--- The request ---
List the lines of the items below as a numbered list, from the line containing "job | pin one point per instance of the body" through the line containing "[(845, 226)]", both included, and leave out any blank lines.

========================

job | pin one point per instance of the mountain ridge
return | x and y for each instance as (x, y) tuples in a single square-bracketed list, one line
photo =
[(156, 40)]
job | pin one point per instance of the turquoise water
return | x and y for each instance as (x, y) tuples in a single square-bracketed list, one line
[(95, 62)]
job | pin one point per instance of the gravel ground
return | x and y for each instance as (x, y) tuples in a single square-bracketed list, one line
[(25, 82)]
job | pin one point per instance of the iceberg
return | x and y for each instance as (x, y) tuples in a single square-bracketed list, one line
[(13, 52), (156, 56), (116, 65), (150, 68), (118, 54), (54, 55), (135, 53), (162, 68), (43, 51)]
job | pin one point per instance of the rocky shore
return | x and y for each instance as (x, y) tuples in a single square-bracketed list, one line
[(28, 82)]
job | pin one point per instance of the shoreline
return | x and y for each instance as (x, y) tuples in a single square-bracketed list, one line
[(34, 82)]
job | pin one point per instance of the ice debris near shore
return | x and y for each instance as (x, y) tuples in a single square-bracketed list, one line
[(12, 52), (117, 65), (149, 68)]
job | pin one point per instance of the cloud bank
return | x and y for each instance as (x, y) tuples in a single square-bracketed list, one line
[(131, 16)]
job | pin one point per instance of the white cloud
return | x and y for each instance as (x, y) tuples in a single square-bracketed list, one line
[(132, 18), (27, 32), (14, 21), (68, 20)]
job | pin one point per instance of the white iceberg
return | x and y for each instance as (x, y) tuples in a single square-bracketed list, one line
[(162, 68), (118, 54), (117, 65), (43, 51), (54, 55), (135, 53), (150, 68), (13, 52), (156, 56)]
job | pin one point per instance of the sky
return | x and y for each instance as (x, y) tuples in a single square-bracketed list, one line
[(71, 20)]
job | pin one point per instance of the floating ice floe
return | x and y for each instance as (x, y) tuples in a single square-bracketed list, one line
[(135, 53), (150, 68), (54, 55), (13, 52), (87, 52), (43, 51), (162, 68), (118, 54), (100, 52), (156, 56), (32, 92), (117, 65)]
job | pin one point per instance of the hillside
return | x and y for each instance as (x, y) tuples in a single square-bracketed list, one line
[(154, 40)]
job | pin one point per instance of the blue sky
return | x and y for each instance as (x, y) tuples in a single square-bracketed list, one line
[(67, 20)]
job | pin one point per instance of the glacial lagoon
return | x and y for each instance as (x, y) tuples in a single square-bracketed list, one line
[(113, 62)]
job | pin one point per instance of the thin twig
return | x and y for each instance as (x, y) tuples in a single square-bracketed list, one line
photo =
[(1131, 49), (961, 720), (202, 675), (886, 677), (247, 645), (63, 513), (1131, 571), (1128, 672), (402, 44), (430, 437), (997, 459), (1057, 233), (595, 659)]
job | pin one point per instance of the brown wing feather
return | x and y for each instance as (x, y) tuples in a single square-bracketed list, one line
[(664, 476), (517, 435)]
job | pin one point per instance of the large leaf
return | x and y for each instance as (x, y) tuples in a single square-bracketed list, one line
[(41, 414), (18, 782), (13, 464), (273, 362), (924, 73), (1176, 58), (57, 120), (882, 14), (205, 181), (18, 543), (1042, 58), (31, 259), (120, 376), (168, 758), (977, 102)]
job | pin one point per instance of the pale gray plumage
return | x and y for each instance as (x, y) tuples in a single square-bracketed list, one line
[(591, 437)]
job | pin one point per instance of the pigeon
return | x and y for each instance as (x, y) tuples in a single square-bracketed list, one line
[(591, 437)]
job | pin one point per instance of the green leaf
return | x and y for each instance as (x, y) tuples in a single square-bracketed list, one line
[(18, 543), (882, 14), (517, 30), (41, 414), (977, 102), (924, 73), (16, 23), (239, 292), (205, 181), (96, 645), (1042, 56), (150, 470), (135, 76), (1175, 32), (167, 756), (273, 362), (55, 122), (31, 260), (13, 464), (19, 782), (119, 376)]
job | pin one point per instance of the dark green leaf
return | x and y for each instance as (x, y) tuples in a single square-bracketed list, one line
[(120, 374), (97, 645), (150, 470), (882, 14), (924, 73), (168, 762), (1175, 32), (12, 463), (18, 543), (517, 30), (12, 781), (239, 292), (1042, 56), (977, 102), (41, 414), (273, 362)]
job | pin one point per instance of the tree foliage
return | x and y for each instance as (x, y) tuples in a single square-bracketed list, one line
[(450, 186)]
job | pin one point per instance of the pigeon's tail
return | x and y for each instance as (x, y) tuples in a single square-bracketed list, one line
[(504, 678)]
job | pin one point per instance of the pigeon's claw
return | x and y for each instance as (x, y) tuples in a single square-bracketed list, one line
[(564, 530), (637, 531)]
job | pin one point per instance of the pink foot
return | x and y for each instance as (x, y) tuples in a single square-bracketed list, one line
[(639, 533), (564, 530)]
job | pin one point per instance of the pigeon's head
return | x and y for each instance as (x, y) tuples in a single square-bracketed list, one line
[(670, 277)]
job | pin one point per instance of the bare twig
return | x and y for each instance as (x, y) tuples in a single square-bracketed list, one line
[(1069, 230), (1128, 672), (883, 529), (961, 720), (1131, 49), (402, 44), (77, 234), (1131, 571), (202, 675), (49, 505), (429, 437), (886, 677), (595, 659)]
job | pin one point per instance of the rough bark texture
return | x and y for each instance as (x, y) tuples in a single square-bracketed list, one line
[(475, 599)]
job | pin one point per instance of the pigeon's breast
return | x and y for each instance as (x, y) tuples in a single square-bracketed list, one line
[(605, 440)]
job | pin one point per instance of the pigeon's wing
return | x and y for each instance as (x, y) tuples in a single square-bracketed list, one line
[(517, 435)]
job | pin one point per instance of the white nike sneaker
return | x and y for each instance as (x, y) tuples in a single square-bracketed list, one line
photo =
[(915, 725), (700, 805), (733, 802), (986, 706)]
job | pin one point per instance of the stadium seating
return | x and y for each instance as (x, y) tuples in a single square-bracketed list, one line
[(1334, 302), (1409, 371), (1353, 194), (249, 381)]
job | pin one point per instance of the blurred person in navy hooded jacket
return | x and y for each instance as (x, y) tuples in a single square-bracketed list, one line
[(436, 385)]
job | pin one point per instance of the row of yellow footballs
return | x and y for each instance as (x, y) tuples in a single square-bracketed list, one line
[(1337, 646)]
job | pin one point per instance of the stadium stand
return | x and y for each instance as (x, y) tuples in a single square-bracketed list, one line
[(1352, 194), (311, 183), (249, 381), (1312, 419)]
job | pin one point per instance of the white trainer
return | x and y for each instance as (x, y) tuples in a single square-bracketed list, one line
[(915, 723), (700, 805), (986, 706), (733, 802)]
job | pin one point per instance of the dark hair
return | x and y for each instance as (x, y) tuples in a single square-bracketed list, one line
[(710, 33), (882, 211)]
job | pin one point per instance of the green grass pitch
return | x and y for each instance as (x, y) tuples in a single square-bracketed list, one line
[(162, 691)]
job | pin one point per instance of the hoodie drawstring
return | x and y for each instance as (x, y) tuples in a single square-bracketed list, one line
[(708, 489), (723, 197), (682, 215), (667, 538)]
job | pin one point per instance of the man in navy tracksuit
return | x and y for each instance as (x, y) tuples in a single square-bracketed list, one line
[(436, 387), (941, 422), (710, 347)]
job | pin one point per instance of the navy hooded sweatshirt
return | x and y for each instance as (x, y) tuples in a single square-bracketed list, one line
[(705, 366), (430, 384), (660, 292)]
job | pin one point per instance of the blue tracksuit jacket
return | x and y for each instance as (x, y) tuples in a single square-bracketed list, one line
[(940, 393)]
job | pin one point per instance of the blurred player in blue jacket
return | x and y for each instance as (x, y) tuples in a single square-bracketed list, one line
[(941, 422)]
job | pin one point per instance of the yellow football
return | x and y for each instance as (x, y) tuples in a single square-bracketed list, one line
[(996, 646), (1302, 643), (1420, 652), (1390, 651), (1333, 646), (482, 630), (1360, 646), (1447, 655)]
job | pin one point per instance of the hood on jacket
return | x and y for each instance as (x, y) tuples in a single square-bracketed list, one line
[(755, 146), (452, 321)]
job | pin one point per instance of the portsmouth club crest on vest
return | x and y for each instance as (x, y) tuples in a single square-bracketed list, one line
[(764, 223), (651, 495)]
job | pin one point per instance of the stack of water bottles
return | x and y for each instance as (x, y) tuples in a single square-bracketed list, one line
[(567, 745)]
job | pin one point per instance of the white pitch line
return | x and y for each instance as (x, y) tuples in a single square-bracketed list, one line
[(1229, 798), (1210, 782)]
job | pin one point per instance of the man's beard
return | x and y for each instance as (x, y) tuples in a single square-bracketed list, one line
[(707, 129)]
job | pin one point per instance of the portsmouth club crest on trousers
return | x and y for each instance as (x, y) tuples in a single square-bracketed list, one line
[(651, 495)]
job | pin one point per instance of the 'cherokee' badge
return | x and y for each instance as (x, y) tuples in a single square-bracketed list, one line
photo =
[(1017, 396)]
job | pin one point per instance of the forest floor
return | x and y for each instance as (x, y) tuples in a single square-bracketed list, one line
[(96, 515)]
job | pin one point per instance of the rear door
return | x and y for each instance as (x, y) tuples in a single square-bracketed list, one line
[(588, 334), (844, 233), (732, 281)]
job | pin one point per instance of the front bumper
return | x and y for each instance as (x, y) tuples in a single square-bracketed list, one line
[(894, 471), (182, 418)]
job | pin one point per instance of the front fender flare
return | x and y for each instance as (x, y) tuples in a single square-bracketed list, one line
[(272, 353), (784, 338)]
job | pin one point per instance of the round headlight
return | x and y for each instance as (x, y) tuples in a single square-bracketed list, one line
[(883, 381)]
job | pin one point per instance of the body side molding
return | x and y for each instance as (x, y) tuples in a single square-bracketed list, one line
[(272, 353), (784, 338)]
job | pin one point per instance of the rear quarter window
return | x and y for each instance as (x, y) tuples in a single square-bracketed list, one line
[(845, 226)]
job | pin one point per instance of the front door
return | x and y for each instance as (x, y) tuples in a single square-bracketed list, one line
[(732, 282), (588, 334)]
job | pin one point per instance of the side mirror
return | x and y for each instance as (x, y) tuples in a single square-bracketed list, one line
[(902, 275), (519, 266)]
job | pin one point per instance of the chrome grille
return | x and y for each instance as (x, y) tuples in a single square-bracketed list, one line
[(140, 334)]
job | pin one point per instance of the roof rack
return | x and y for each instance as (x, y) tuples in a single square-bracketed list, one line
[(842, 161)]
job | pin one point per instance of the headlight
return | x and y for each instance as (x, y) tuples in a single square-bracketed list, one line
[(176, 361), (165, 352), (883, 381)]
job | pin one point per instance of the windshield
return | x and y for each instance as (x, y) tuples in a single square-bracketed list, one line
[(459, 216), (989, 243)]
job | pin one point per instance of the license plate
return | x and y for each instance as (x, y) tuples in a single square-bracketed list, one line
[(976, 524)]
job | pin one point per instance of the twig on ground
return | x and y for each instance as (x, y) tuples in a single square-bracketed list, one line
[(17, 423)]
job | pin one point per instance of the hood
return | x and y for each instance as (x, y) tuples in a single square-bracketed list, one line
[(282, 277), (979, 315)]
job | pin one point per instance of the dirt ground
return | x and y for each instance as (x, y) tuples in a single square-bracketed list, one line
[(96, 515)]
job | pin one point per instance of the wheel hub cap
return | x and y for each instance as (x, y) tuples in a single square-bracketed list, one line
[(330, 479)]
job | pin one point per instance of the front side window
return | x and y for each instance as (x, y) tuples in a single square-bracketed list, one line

========================

--- Exercise response ---
1. job | pin one point per instance of the body side molding
2. return | x and y for each instance as (x, y) tuples in a single square-bracketed list, one line
3. [(272, 353), (784, 338)]
4. job | pin one point per instance of the rear quarter window
5. return | x and y for each instance as (x, y) tuples in a single square-bracketed list, one line
6. [(845, 226)]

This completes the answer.